Given passage:
┄┄┄┄┄┄┄┄┄┄

In many ways life in Shanghai instilled a kind of unconscious optimism in the European residents. Living in a centre of unlimited entrepreneurial capitalism, everyone believed that anything was possible. In the last resort, money would buy off any danger. The vast metropolis where I was born had been raised within not much more than thirty years from a collection of low-lying swamps (selected by the Manchu rulers as a sign of their contempt), and attracted bemused visitors from all over the world, from George Bernard Shaw to Auden and Isherwood.
There was also a pleasantly tolerant climate of what now seems unbelievably heavy drinking. When I mentioned the ‘two-martini lunch’ to my mother at the time I was writing Empire of the Sun, she retorted: ‘Five martinis…’ As a small boy I took it for granted that drinks were served at any hour, and the pantry cupboards resembled a medium-sized off-licence, with shelves of gin and whisky bottles. Many of the people my parents knew remained slightly drunk all day, and I remember the family dentist whose breath always reeked of something stronger than mouth-rinse. But this was common in the Far East, partly a social convention, an extension of wine with one’s meals to every other human activity, and partly a response to living in a city without a museum or gallery, and where the houses in the nearby streets were thirty years younger than the residents. I asked my mother about drugs, and she insisted that no one in her circle took them, though she knew people who were morphine addicts. But bridge, alcohol and adultery are the royal cement that holds societies together, and too many sedative drugs would have shut down a large part of Shanghai. In England in the 1960s my parents were abstemious drinkers, having a whisky soda before dinner and a single glass of wine, at a time when I was drinking half a bottle of Scotch a day. My mother was rarely ill and lived to the age of 93.
My earliest childhood writings began in the late 1930s, perhaps as a response to the greater tension I sensed among the adults around me. The outbreak of war in Europe and, later, the fall of France left my parents distracted and less interested in what I was doing. My sister, aged three, irritated me immensely, and I tried to devise entire days when I never set eyes on her. Breakfast was always a problem, with school deciding when I sat down to my mango and scrambled egg, and having to endure my sister’s babbling across the table. With a small boy’s logic, I took advantage of Mr Kendall-Ward’s carpentry room to construct a large plywood screen which I placed in the centre of the dining table. I equipped it with a spyhole through which I could ferociously keep watch on my astonished sister, and a miniature hatch cover that I would flick into place when she noticed my staring eye. Amazingly, my parents took all this with good humour, but they drew the line when I joined them for lunch with friends and arrived dragging my huge screen, which I urged No. 2 Boy to set up on the table.
But clearly I needed to be alone. I was always a keen storyteller, and enjoyed school essays when there was a free choice and I could describe some important event, real or imaginary. At the Cathedral School the standard penalty for small infringements was ‘lines’, which involved copying out a set number of pages from a worthy book we were studying. So it would be ‘Maxted, five pages; Ballard, eight pages,’ a considerable chore on top of one’s regular homework. The choice of text would usually be one of the Victorian writers in the school library – G.A. Henty, Dickens (we read A Tale of Two Cities, which I loathed for its deep gloom), or Charles Kingsley. One evening at home, laboriously transcribing endless paragraphs from Kingsley’s Westward Ho!, a tale about the Spanish Main, it occurred to me that I could get along much more quickly if I invented the story and text myself. So I wrote a swashbuckling pirate yarn. Like all the boys, I took it for granted that the masters never read our lines, but the day after handing in my penalty pages the Reverend Matthews pointed sternly to me in front of the scripture class and said: ‘Next time, Ballard, don’t copy your lines from some trashy novel…’ This was my first review, and recognition of a kind, and was a spur to more efforts for my own amusement. It may have set my fiction in its subversive mode.

┄┄┄┄┄┄┄┄┄┄

Data listing:

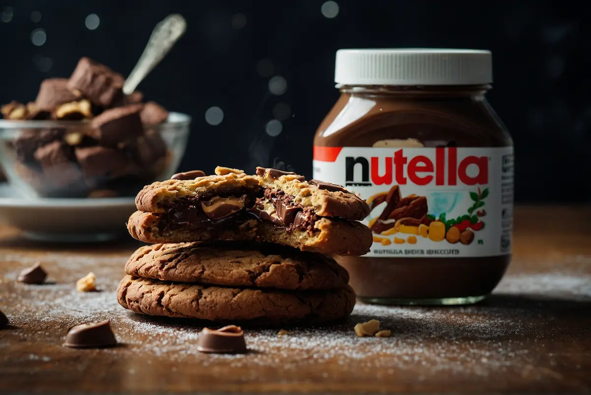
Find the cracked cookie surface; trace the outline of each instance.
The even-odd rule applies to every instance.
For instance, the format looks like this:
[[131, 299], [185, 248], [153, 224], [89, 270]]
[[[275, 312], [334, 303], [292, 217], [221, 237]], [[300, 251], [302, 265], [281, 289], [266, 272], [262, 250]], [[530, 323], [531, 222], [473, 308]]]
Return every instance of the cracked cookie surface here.
[[212, 195], [226, 195], [240, 192], [256, 194], [261, 187], [256, 176], [242, 170], [218, 166], [216, 174], [197, 177], [194, 180], [167, 180], [144, 187], [135, 197], [138, 210], [163, 213], [166, 207], [180, 199], [195, 199]]
[[284, 228], [255, 219], [207, 231], [193, 229], [189, 225], [171, 230], [165, 224], [163, 226], [161, 219], [160, 214], [137, 211], [129, 217], [127, 229], [134, 238], [148, 243], [256, 241], [329, 255], [363, 255], [369, 251], [374, 242], [371, 231], [361, 222], [326, 218], [314, 223], [312, 232], [295, 229], [288, 232]]
[[125, 273], [163, 281], [288, 290], [330, 289], [349, 282], [347, 271], [332, 258], [236, 242], [144, 246], [129, 258]]
[[173, 283], [126, 275], [117, 300], [136, 313], [219, 322], [309, 325], [349, 315], [355, 304], [346, 286], [323, 291], [280, 291]]
[[280, 192], [296, 205], [309, 208], [320, 216], [361, 221], [369, 215], [369, 206], [362, 199], [340, 185], [306, 181], [301, 176], [274, 169], [257, 167], [261, 186]]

┄┄┄┄┄┄┄┄┄┄

Challenge:
In the passage about a Shanghai childhood, what did the writer build in Mr Kendall-Ward's carpentry room?

Written response:
A large plywood screen, with a spyhole and a miniature hatch cover, to place in the center of the dining table.